[Exercise data]

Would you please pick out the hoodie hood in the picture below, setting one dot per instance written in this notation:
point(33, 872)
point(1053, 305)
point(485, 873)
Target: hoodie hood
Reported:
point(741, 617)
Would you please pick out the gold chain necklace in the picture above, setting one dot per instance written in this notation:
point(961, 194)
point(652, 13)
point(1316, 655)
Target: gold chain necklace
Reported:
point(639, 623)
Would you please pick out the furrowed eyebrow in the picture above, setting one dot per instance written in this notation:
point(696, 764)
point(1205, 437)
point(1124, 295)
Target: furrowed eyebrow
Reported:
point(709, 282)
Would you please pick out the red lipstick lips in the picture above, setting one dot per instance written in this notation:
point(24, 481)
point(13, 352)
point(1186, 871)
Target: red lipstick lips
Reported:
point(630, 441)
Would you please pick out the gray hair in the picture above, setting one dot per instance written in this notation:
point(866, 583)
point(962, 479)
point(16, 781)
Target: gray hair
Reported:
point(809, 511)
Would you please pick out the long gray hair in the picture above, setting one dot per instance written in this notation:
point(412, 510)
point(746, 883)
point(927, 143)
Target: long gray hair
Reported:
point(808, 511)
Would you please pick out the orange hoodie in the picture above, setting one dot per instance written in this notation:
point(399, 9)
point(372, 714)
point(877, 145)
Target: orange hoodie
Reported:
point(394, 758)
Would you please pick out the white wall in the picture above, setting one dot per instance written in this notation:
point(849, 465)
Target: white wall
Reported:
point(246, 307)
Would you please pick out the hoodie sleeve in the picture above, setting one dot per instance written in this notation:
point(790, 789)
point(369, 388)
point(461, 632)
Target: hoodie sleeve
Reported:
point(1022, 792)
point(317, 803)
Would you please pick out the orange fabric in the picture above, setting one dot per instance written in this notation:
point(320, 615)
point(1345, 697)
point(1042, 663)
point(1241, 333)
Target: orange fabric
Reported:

[/Exercise data]

Work to be completed
Answer with one number only, the count of lines in the material above that hold "hoodie".

Response below
6